- **Texte source**:
+ + + +

Qui ne connaît pas les Auberges de Jeunesse ?

Qui n’a jamais eu à connaître un établissement français avec ses chambres collectives, à la ville, à la campagne, à la montagne, au bord de la mer, pour des activités sportives, culturelles ou touristiques ?

 

Mais qui s’est déjà interrogé sur le fonctionnement d’une auberge de jeunesse, et plus particulièrement des rôles et tâches d’un directeur d’établissement d’auberge de jeunesse, chargé de la gestion courante de son établissement (planification de l’activité des salariés à l’accueil, à l’entretien, à la restauration, des plannings), de l’accueil des individuels et des groupes, de l’établissement des devis et des factures, de la réponse aux courriels, courriers et téléphone, de l’établissement des plannings des chambres, du maintien des locaux conformes et propres, en état de fonctionnement, du budget prévisionnel, de l’achat des fournitures et du règlement des fournisseurs, de la comptabilité des flux entrées – sorties, de la surveillance et sécurité des locaux, de la « gestion » du personnel… ?

 

Une affaire de la Cour d’appel de Paris du 13/12/2017 lève le voile sur un aspect peu reluisant du travail de directeur d’auberge de jeunesse, en condamnant la FUAJ employeur, à payer à une ancienne salariée directrice d’auberge de jeunesse pendant près de 20 ans, les sommes suivantes :

 

  • 2.350,01 euros au titre du rappel de la contrepartie financière pour les astreintes,
  • 739,51 euros au titre du rappel d'indemnités de congés payés non pris cumulés,
  • 1.500 euros en application des dispositions de l'article 700 du code de procédure civile pour la 1ère instance,
  • 20.246,96 euros au titre des heures supplémentaires pour 2014,
  • 2.803,55 euros au titre des heures supplémentaires pour 2015,
  • 55.000 euros au titre des effets de la résiliation judiciaire,
  • 1.466,64 euros au titre de l'indemnité conventionnelle de licenciement,
  • 16.568,10 euros, au titre de l'indemnité compensatrice de préavis outre 1.656,81 euros pour les congés payés afférents,
  • 432 euros au titre de la prime d'ancienneté,
  • 499,80 euros au titre de l'avantage en nature relatif au logement,
  • 889,02 euros au titre du déroulement de carrière,
  • 901,89 euros au titre du 13ème mois au prorata temporis,
  • 2.500 euros en application des dispositions de l'article 700 du code de procédure civile,
  • et capitalisation des intérêts de retard.

+ + + +

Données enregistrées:

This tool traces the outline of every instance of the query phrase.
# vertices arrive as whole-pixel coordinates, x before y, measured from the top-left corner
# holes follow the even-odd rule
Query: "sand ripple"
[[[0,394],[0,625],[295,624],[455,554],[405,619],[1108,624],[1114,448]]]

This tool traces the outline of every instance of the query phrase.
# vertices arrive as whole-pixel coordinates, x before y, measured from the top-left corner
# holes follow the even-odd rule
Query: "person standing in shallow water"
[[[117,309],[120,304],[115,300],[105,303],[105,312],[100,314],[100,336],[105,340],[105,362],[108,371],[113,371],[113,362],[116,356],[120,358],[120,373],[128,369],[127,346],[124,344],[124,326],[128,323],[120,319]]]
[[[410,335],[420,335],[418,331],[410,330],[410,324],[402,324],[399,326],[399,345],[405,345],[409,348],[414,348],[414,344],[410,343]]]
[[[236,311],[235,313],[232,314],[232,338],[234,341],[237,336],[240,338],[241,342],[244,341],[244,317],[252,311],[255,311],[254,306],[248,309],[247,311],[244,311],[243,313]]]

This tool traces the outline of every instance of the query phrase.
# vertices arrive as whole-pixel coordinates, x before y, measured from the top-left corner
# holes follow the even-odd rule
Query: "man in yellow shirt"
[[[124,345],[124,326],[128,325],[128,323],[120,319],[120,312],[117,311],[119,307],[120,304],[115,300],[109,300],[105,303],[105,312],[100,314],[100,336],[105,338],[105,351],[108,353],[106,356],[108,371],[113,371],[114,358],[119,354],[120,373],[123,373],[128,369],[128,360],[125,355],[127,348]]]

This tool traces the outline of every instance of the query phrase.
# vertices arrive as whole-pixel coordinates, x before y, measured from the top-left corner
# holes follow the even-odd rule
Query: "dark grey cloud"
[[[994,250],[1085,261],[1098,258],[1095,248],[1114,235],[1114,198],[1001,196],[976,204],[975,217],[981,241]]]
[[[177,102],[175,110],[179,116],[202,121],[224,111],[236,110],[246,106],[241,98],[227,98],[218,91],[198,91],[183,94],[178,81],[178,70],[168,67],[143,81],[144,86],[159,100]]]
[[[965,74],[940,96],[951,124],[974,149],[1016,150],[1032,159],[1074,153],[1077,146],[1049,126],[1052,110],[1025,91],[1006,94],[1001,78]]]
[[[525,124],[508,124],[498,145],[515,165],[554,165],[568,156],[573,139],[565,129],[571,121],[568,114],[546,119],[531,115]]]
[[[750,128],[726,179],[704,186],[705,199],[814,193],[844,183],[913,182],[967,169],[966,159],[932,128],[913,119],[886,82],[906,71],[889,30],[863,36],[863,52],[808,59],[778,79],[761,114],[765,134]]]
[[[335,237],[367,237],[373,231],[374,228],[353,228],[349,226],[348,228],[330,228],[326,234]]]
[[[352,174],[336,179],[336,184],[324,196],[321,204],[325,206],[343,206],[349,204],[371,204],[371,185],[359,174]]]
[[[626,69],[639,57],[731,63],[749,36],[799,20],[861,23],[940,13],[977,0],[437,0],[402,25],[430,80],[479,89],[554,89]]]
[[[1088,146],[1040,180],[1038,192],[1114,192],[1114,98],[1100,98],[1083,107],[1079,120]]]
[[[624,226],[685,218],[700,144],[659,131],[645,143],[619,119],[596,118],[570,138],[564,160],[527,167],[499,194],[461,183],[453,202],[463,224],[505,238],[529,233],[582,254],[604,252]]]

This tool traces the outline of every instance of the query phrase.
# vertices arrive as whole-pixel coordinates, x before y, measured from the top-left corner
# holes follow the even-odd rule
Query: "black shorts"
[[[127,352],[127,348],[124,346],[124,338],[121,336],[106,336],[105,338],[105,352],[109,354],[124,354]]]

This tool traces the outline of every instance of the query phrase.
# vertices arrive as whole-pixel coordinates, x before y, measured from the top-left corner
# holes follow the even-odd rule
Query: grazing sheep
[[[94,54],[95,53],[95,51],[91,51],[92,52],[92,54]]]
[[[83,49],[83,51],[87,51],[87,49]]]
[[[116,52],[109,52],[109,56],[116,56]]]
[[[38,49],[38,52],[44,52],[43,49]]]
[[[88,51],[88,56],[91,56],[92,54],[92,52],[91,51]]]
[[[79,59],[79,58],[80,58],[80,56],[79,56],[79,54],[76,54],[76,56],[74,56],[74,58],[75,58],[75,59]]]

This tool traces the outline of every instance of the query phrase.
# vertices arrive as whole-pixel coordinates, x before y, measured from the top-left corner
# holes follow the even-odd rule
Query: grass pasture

+ + + +

- **Consigne 1**:
D'après le texte sur les auberges de jeunesse, quelle somme la FUAJ est-elle condamnée à verser au titre des heures supplémentaires pour 2014 ?
- **Consigne 2**:
Rédigez la suite du texte sur les auberges de jeunesse, à partir de la fin de la liste des sommes accordées.
Les items forment un matériau à part, sans lien avec le texte sur les auberges de jeunesse.

- **Réponse finale 1**:
20.246,96 euros.

- **Réponse finale 2**:
 

Il faut dire que cette salariée, qui occupait le poste de « directrice auberge de jeunesse » en province, n’ayant jamais eu le statut de cadre (c’est possible à la FUAJ !), et multitâches puisqu’il lui incombait d'assurer, si besoin était, le ménage des chambres, le nettoyage des sanitaires et des parties communes, la confection des repas, les réparations, les réponses au téléphone, aux courriels…, avait été soumise à un article 6.2 de l’accord collectif du 06/04/2004, que la FUAJ disait lui être applicable et opposable, qui stipule encore que :

 

« Les directeurs et les adjoints des auberges de jeunesse ne pouvant être assujettis pour des raisons de service et à cause de ses fonctions et de ses missions, à des horaires fixes et préétablis et disposant d’une certaine autonomie dans l’organisation de leur propre emploi du temps, les jours RTT constituent pour cette catégorie de salariés un forfait annuel (année civile) de 25 jours ouvrés. Ils ne peuvent pas par contre bénéficier des modalités liées aux heures supplémentaires. »

 

Curieuses stipulations sui generis !

 

Car manifestement il ne s’agit pas ici d’une modulation du temps de travail sur l’année avec des périodes hautes compensées par des périodes basses, encore moins d’un forfait en jours travaillés de 217 ou 218 jours sur l’année, mais ici d’un forfait annuel de 25 jours RTT accordé aux directeurs et adjoints d’AJ, en contrepartie duquel ils sont taillables et corvéables à merci, sans contrôle de leur temps de travail, et sans droit aux heures supplémentaires.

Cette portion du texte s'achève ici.